─── DATA EXCERPTS ───
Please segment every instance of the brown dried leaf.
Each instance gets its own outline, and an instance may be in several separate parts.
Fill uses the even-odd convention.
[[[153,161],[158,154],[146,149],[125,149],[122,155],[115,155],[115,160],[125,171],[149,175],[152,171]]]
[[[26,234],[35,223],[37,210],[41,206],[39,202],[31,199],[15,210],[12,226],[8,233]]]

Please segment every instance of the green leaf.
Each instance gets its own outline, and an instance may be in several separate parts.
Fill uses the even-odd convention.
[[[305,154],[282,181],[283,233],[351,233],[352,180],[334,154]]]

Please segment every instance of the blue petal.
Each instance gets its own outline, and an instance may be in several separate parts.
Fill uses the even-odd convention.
───
• AIM: Please scale every polygon outline coordinate in the entries above by 2.6, rounding each result to the nearest whole number with halves going up. Reproduce all the lines of every entry, requests included, with the scaled coordinates in place.

• OUTPUT FOR THIS EXERCISE:
Please segment every instance of the brown dried leaf.
Each instance gets its own outline, and an instance may be in several separate parts.
Fill uses the even-odd convention.
[[[398,419],[411,400],[380,387],[325,387],[317,403],[299,403],[299,416],[325,445],[387,455],[395,445]]]
[[[68,608],[91,580],[96,546],[107,536],[101,525],[81,517],[39,546],[31,588],[21,606]]]

Please segment every instance of the green leaf.
Each instance gets its own outline, and an instance may be in several separate parts.
Fill uses the even-odd convention.
[[[793,400],[733,471],[736,606],[913,606],[915,468],[868,400]]]

Please segment every instance of the blue petal.
Each instance gets its own outline, and an instance may be in several separate parts.
Fill uses the even-odd convention.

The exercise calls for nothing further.